(Stored dataset items)
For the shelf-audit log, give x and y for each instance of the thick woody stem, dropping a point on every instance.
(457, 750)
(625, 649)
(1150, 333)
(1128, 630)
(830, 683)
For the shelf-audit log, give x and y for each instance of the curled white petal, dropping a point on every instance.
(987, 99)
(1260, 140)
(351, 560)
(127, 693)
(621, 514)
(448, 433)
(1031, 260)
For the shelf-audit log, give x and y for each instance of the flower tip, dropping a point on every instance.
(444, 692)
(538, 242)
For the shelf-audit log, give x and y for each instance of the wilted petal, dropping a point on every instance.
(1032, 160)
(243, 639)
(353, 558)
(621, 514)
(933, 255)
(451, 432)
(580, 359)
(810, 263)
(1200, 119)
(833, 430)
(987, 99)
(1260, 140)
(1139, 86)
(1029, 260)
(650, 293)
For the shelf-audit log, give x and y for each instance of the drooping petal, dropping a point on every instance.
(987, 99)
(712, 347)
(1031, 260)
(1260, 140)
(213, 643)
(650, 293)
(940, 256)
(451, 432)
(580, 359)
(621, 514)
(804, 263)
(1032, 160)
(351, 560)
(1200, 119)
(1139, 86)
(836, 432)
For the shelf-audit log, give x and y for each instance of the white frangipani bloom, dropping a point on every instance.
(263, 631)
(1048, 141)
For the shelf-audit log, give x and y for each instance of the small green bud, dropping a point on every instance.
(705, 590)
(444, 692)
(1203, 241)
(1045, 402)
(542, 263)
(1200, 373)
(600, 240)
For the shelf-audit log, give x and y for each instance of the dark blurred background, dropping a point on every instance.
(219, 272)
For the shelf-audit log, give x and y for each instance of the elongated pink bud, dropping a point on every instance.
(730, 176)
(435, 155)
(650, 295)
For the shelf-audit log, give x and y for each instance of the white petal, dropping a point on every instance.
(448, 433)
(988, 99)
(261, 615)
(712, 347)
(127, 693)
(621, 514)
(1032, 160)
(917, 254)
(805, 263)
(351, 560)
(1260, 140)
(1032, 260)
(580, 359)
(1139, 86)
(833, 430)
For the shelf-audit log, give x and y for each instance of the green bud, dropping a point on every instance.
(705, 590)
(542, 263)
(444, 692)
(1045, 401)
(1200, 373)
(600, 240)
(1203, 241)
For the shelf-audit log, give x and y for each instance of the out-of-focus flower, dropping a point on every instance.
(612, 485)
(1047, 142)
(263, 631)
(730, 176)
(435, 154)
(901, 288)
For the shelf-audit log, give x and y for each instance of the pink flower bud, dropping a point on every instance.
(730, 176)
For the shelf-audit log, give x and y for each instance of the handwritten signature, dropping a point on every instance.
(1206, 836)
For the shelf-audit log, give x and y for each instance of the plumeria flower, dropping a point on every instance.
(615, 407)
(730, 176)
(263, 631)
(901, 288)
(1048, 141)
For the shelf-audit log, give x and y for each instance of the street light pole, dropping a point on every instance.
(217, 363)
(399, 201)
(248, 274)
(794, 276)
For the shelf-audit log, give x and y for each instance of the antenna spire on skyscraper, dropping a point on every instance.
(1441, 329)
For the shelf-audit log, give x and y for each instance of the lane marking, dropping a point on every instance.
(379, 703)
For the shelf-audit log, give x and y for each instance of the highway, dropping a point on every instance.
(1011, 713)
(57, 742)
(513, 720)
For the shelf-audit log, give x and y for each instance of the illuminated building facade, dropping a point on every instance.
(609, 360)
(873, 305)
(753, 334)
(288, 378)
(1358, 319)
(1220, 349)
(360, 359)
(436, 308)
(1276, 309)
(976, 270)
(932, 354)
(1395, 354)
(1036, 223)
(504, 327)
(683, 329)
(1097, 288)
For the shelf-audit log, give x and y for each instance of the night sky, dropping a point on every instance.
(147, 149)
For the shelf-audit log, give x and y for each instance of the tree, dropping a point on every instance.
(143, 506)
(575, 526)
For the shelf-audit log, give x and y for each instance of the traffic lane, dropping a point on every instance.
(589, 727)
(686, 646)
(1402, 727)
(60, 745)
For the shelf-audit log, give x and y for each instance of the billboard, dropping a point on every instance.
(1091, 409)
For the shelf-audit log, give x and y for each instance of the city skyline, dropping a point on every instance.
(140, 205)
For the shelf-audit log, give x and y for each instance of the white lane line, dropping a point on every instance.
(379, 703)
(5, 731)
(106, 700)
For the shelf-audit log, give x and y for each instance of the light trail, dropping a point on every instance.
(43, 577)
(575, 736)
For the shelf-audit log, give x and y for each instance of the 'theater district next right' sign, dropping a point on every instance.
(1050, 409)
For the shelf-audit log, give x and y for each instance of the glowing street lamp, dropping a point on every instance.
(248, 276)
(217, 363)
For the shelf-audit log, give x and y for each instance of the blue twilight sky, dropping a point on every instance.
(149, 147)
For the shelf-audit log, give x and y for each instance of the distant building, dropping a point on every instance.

## Objective
Turn every line of the listing above into a Markdown table with the columns Row and Line. Number the rows and skip blank lines.

## Expected answer
| Row | Line |
|---|---|
| 1 | For the shelf-audit log, give x and y for each instance of the thick woody stem, dropping a point on every instance. |
| 2 | (457, 750) |
| 3 | (625, 649) |
| 4 | (1150, 333) |
| 5 | (1128, 630) |
| 6 | (830, 683) |
| 7 | For the shelf-audit log, give x and y for each instance of the curled white petal, dropping a point on every instance. |
| 8 | (987, 99) |
| 9 | (1260, 140) |
| 10 | (351, 560) |
| 11 | (127, 693) |
| 12 | (621, 514) |
| 13 | (448, 433) |
| 14 | (1031, 260) |
| 15 | For the shelf-audit log, give x and y for each instance of the flower tip, dropping a point on every instance. |
| 16 | (444, 692) |
| 17 | (538, 242) |
| 18 | For the shelf-audit log, give x and y for each instance of the wilted petal, dropping a point on every instance. |
| 19 | (1032, 160) |
| 20 | (243, 639) |
| 21 | (353, 558) |
| 22 | (621, 514) |
| 23 | (933, 255) |
| 24 | (451, 432) |
| 25 | (580, 359) |
| 26 | (810, 263) |
| 27 | (1200, 119) |
| 28 | (833, 430) |
| 29 | (987, 99) |
| 30 | (1260, 140) |
| 31 | (1139, 86) |
| 32 | (1029, 260) |
| 33 | (650, 293) |
| 34 | For the shelf-audit log, give x and y for each instance of the drooping petal, dropping a point on every instance. |
| 35 | (987, 99) |
| 36 | (712, 347) |
| 37 | (1031, 260) |
| 38 | (1260, 140) |
| 39 | (213, 643) |
| 40 | (650, 293) |
| 41 | (940, 256) |
| 42 | (451, 432) |
| 43 | (580, 359) |
| 44 | (621, 514) |
| 45 | (804, 263) |
| 46 | (1032, 160) |
| 47 | (351, 560) |
| 48 | (1200, 119) |
| 49 | (1139, 86) |
| 50 | (836, 432) |
| 51 | For the shelf-audit log, give x and y for each instance of the white frangipani bloom, dropping a point on every instance. |
| 52 | (263, 631) |
| 53 | (1048, 141) |
| 54 | For the shelf-audit log, give x and y for each instance of the small green bud, dropping a point on every instance. |
| 55 | (705, 590) |
| 56 | (444, 692) |
| 57 | (1203, 241) |
| 58 | (1045, 402) |
| 59 | (542, 263) |
| 60 | (1200, 373) |
| 61 | (600, 240) |
| 62 | For the shelf-audit log, give x and y for each instance of the dark blurred background, dropping a point on every instance. |
| 63 | (219, 272) |
| 64 | For the shelf-audit log, give x and y for each instance of the elongated pink bud, dropping a point on every instance. |
| 65 | (730, 176) |
| 66 | (435, 155) |
| 67 | (650, 295) |
| 68 | For the shelf-audit log, give x and y for each instance of the white petal, dropping a point on every instance. |
| 69 | (448, 433) |
| 70 | (988, 99) |
| 71 | (261, 615) |
| 72 | (712, 347) |
| 73 | (127, 693) |
| 74 | (621, 514) |
| 75 | (1032, 160) |
| 76 | (917, 254) |
| 77 | (805, 263) |
| 78 | (351, 560) |
| 79 | (1260, 140) |
| 80 | (1032, 260) |
| 81 | (580, 359) |
| 82 | (1139, 86) |
| 83 | (833, 430) |
| 84 | For the shelf-audit log, give x and y for each instance of the green bud, dropping a point on every instance. |
| 85 | (705, 590) |
| 86 | (542, 263) |
| 87 | (444, 692) |
| 88 | (1045, 401) |
| 89 | (1200, 373) |
| 90 | (600, 240) |
| 91 | (1203, 241) |
| 92 | For the shelf-audit log, give x and y for each instance of the out-of-focus flower, dropping a point on every instance. |
| 93 | (612, 485) |
| 94 | (1047, 142) |
| 95 | (263, 631) |
| 96 | (730, 176) |
| 97 | (435, 154) |
| 98 | (901, 288) |
| 99 | For the shelf-audit log, give x and y for each instance of the pink flower bud, dropping a point on every instance. |
| 100 | (730, 176) |
| 101 | For the shelf-audit log, give x and y for each instance of the handwritten signature, dropping a point on every instance. |
| 102 | (1206, 836) |
| 103 | For the shelf-audit log, give x and y for each instance of the plumeria flower, dropping a point on every instance. |
| 104 | (615, 407) |
| 105 | (730, 176) |
| 106 | (263, 631) |
| 107 | (901, 288) |
| 108 | (1048, 141) |
| 109 | For the shelf-audit log, give x and y for each instance of the street light pole, dropping a point on every instance. |
| 110 | (217, 363) |
| 111 | (399, 201) |
| 112 | (248, 274) |
| 113 | (794, 276) |
| 114 | For the shelf-audit log, give x and y for each instance of the antenna spire on skyscraper, dropping a point on every instance. |
| 115 | (1441, 329) |
| 116 | For the shelf-audit log, give x and y for each instance of the lane marking, dropping a point on every instance. |
| 117 | (379, 703) |
| 118 | For the shelf-audit log, give x and y for each instance of the highway, dropping a point on every instance. |
| 119 | (1011, 713) |
| 120 | (57, 742) |
| 121 | (513, 720) |
| 122 | For the shelf-audit log, give x and y for each instance of the illuminated building facade, dropping a point on every instance. |
| 123 | (609, 360) |
| 124 | (873, 305) |
| 125 | (753, 334) |
| 126 | (288, 378) |
| 127 | (1358, 319) |
| 128 | (1220, 349) |
| 129 | (360, 359) |
| 130 | (436, 308) |
| 131 | (1276, 309) |
| 132 | (976, 270) |
| 133 | (932, 354) |
| 134 | (1395, 354) |
| 135 | (1036, 223) |
| 136 | (504, 327) |
| 137 | (683, 329) |
| 138 | (1097, 288) |
| 139 | For the shelf-audit log, give x and y for each instance of the night sky, dropping a point on every instance. |
| 140 | (147, 149) |
| 141 | For the shelf-audit log, give x and y for each instance of the tree, dropping a point on every instance. |
| 142 | (143, 506) |
| 143 | (575, 526) |
| 144 | For the shelf-audit log, give x and y for each instance of the traffic lane, dropping a point on every instance. |
| 145 | (589, 727) |
| 146 | (686, 646) |
| 147 | (1402, 727) |
| 148 | (60, 745) |
| 149 | For the shelf-audit log, give x and y for each instance of the billboard, dropping a point on every instance. |
| 150 | (1091, 409) |
| 151 | For the shelf-audit log, give x and y for each instance of the city skyline, dropping a point on every instance. |
| 152 | (140, 205) |
| 153 | For the shelf-audit log, give x and y for each instance of the white lane line, dropping a point on every instance. |
| 154 | (379, 703) |
| 155 | (5, 731) |
| 156 | (106, 700) |
| 157 | For the shelf-audit log, give x and y for each instance of the light trail, dropping a point on every instance. |
| 158 | (43, 577) |
| 159 | (575, 736) |
| 160 | For the shelf-audit log, give x and y for each instance of the 'theater district next right' sign, dropping a point on every instance. |
| 161 | (1050, 409) |
| 162 | For the shelf-audit log, give x and y for each instance of the glowing street lamp, dropping a point on every instance. |
| 163 | (248, 276) |
| 164 | (217, 363) |
| 165 | For the shelf-audit log, give x and y for each instance of the blue twilight sky, dropping a point on every instance. |
| 166 | (149, 147) |
| 167 | For the shelf-audit log, give x and y for each instance of the distant building, dropping a point on every instance. |